I segni del presente e le difficoltà di pensare il nuovo
La condizione tragica dell’uomo L’uomo è l’unico essere vivente capace di scegliere consapevolmente la morte per qualcosa che giudica più importante della propria sopravvivenza: la libertà, la dignità, la fedeltà […]

La condizione tragica dell’uomo
L’uomo è l’unico essere vivente capace di scegliere consapevolmente la morte per qualcosa che giudica più importante della propria sopravvivenza: la libertà, la dignità, la fedeltà a un principio. Questa possibilità, paradossale e profondamente umana, nasce dalla nostra condizione mortale e, allo stesso tempo, la riflette. Proprio perché sappiamo di essere finiti, costretti a confrontarci con il limite della morte, siamo spinti a produrre senso, a cercare direzioni che diano valore e orientamento alla nostra esistenza.
Questa relazione è circolare: la consapevolezza della morte genera il bisogno di senso, e il senso che costruiamo può arrivare a rendere accettabile, perfino necessaria, la scelta della morte per qualcosa che consideriamo superiore.
Le società umane, infatti, non possiedono un fine immanente, inscritto nella loro natura: devono darselo. Hanno bisogno di costruire scopi, significati condivisi, visioni collettive del vivere insieme.
Umanizzarsi significa allora entrare in questo processo di costruzione culturale: dar forma alla propria vita e a quella della comunità attraverso narrazioni, valori, orientamenti che ci permettono non solo di convivere, ma di dare un senso al nostro essere mortali.
Non dobbiamo confondere la formalizzazione dei significati — come li troviamo espressi nelle leggi, nelle norme o nelle istituzioni — con il loro reale processo di nascita. I significati autentici prendono forma nell’esperienza vissuta: si generano attraverso i comportamenti collettivi, le pratiche quotidiane, le relazioni, le emozioni e i desideri delle persone concrete. Essi cambiano con il tempo e variano da una società all’altra, perché riflettono ciò che gli esseri umani rappresentano gli uni per gli altri in un determinato momento storico: quali valori condividono, quali obiettivi si pongono, cosa giudicano degno o indegno.
In questo senso, l’essere umano è al tempo stesso creatore e creatura della storia: da un lato costruisce significati, dall’altro è modellato dalle circostanze storiche e culturali in cui vive. I significati non sono mai assoluti, ma vanno sempre compresi nel contesto in cui emergono.
Oggi, in un’epoca di profonda transizione, è fondamentale imparare a leggere i segni del presente, interpretare ciò che accade non solo in superficie, ma nel suo valore simbolico e umano. Questo ci permette di cogliere le aspirazioni, i bisogni e le rappresentazioni che muovono le persone.
Serve pazienza, ascolto e attenzione per riconoscere quello che un tempo si chiamava “spirito del tempo” (Geist der Zeit). Solo così possiamo porre le domande giuste e cercare risposte che siano all’altezza della complessità del mondo in cui viviamo.

▸ Esercizio assegnato: Spiega perché, secondo il testo sulla condizione tragica dell'uomo, i significati autentici cambiano con il tempo e variano da una società all'altra.

▸ Materiale mostrato:
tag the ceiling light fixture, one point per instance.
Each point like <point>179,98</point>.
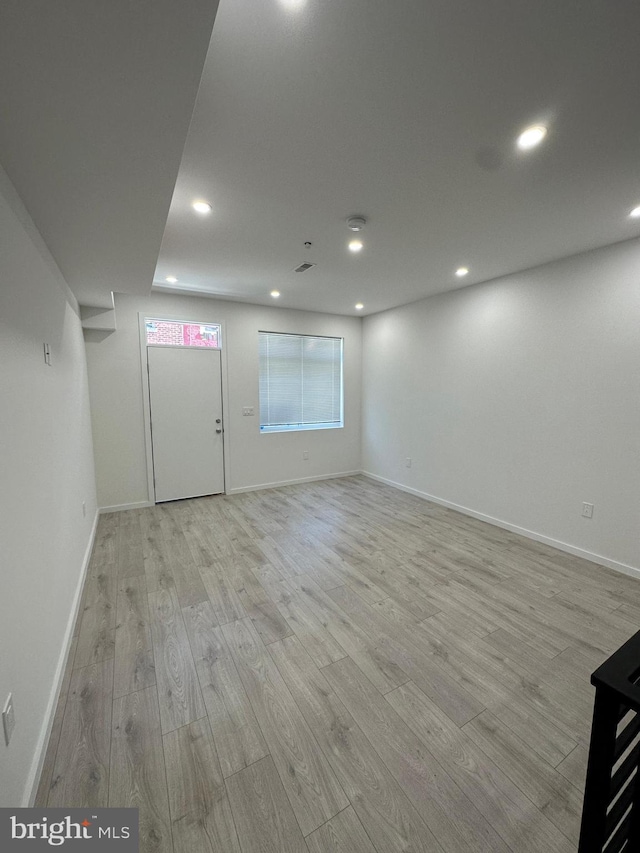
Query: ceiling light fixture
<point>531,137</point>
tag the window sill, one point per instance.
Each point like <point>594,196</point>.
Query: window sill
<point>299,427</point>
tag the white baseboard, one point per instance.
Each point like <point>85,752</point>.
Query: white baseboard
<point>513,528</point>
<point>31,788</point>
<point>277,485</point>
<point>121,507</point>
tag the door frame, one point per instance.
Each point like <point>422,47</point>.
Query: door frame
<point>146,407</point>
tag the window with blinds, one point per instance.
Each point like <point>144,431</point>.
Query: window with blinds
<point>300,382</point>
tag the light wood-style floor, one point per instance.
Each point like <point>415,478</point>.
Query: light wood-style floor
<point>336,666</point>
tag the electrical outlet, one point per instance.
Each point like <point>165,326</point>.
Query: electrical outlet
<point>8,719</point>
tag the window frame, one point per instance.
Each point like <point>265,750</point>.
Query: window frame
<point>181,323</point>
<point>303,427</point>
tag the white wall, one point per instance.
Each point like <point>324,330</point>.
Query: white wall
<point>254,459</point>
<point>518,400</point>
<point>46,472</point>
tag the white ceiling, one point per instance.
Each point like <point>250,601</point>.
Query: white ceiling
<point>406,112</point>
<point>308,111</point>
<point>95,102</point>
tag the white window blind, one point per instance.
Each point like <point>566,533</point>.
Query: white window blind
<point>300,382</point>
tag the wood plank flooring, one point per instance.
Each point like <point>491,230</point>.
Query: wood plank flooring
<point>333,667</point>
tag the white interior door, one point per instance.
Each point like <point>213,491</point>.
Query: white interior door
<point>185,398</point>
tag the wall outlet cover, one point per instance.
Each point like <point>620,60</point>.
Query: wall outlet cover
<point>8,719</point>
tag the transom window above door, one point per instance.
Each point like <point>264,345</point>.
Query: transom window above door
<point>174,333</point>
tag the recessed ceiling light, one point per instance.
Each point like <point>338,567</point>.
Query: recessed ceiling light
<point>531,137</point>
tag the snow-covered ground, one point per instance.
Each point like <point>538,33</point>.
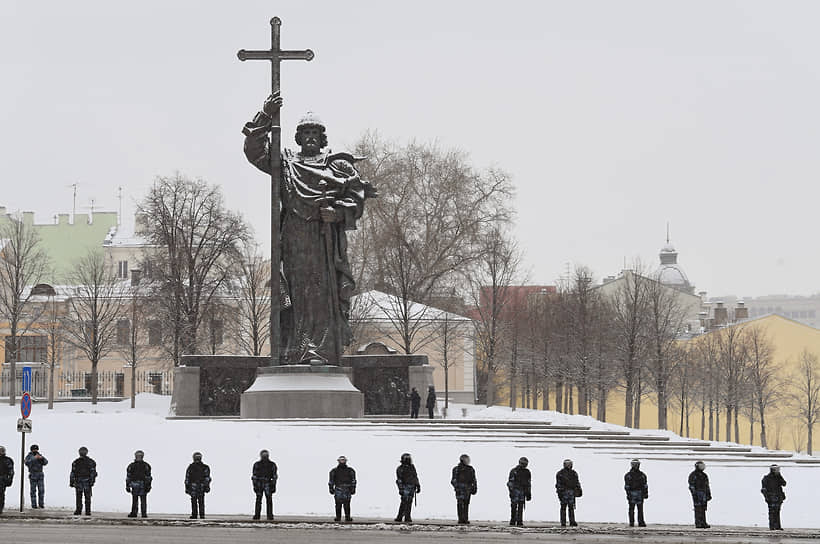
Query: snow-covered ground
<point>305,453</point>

▸ Compito svolto: Cambiano e variano perché riflettono ciò che gli esseri umani rappresentano gli uni per gli altri in un determinato momento storico: i valori che condividono, gli obiettivi che si pongono e ciò che giudicano degno o indegno.